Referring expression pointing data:
- Opening Delimiter -

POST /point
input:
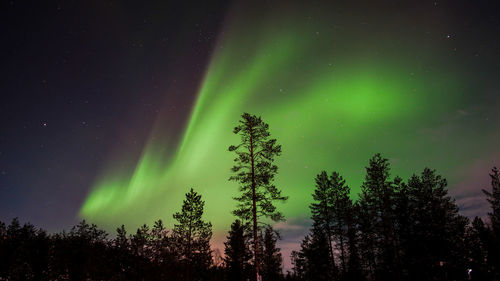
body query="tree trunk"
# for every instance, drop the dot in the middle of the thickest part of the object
(254, 213)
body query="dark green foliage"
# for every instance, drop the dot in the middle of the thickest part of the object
(312, 262)
(476, 241)
(433, 238)
(271, 256)
(192, 236)
(493, 198)
(237, 253)
(255, 170)
(377, 201)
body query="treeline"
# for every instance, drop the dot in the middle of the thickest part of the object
(396, 230)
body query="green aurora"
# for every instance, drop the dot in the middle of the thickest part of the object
(332, 100)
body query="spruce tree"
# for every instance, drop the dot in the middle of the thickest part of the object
(255, 170)
(271, 256)
(436, 244)
(378, 196)
(322, 210)
(237, 253)
(193, 237)
(493, 198)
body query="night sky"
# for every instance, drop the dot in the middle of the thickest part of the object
(111, 111)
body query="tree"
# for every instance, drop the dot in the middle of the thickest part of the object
(254, 171)
(378, 196)
(193, 237)
(312, 261)
(322, 211)
(493, 198)
(271, 256)
(435, 244)
(476, 239)
(237, 253)
(354, 270)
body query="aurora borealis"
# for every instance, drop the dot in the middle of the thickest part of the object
(336, 82)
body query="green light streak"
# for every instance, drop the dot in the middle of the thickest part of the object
(329, 109)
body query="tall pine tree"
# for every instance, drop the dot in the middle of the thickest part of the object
(193, 237)
(255, 170)
(237, 253)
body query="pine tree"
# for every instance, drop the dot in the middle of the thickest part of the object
(378, 196)
(237, 253)
(436, 244)
(322, 211)
(254, 171)
(312, 261)
(354, 269)
(476, 240)
(193, 237)
(493, 198)
(341, 215)
(271, 256)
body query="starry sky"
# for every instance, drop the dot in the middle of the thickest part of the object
(112, 110)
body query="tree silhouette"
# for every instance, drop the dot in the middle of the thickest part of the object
(493, 198)
(377, 197)
(193, 235)
(322, 211)
(237, 253)
(254, 171)
(271, 256)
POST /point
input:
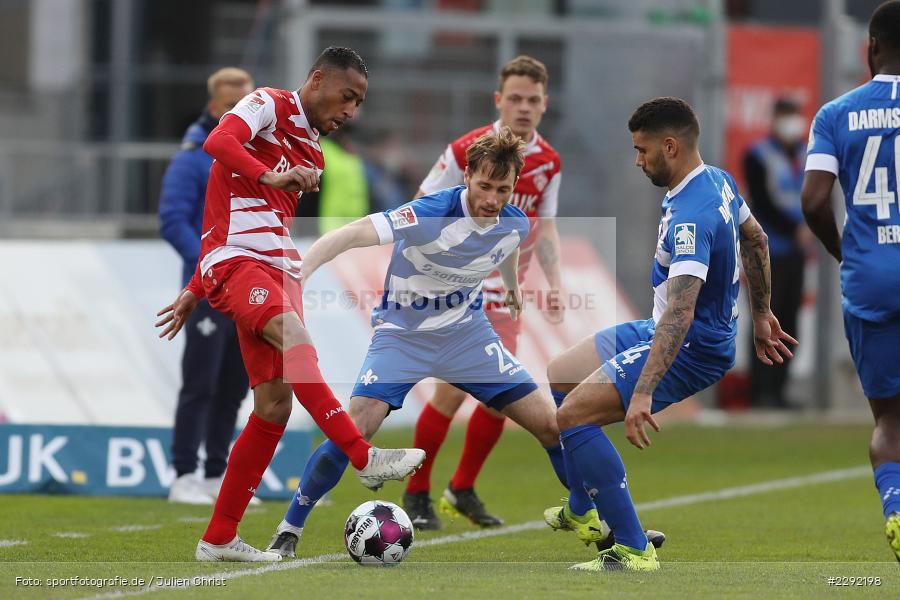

- Closing Delimiter -

#### Instructions for the task
Give back every record above exactly as written, skipping each picture.

#### Answer to the problem
POST /point
input:
body query="tree trunk"
# for every instance, drop the dot in the middle of the thickest part of the object
(254, 213)
body query="dark green foliage"
# for every instance, drop the dot in the middle of the thickest part of the object
(312, 262)
(476, 241)
(433, 238)
(271, 256)
(192, 236)
(493, 198)
(237, 253)
(255, 170)
(377, 201)
body query="treeline"
# for every instance, drop the dot in the middle of the thickest part of the object
(396, 230)
body query="green aurora"
# for every instance, drop the dot in the middle of the thickest part of the object
(332, 100)
body query="spruce tree"
# for every instance, drop the dot in the middle of the thickest part of the object
(255, 170)
(271, 256)
(436, 244)
(378, 196)
(322, 210)
(237, 253)
(193, 237)
(493, 198)
body query="night sky"
# for every instance, drop the dot in the middle of the thickest part of the object
(111, 111)
body query="tree"
# for every instance, drop the dot in the middle of the thickest part of the object
(254, 171)
(378, 196)
(193, 237)
(312, 261)
(322, 211)
(493, 198)
(271, 256)
(435, 244)
(476, 239)
(237, 253)
(354, 270)
body query="aurora borealis"
# for every instance, drop the dot in the middle of the thickest part of the object
(336, 82)
body query="green light streak"
# for every instance, drop the dot in the middle of the thickest part of the object
(329, 109)
body query="tall pine tree"
# for every instance, drop the dot in the middle of the thickest part of the object
(193, 237)
(255, 170)
(237, 253)
body query="pine tree"
# for every instance, drop the dot in the middle of the thickest part of the object
(378, 196)
(237, 253)
(436, 244)
(322, 211)
(254, 171)
(312, 261)
(354, 269)
(476, 240)
(193, 237)
(493, 198)
(341, 215)
(271, 256)
body query="starry sky"
# for every instance, drop the dot in the middle of the thickest part of the object
(112, 110)
body query="tree silhouette"
# for every instance, drop the dot in the middle of the thickest part of the object
(493, 198)
(377, 197)
(193, 235)
(322, 211)
(237, 253)
(254, 171)
(271, 256)
POST /point
input:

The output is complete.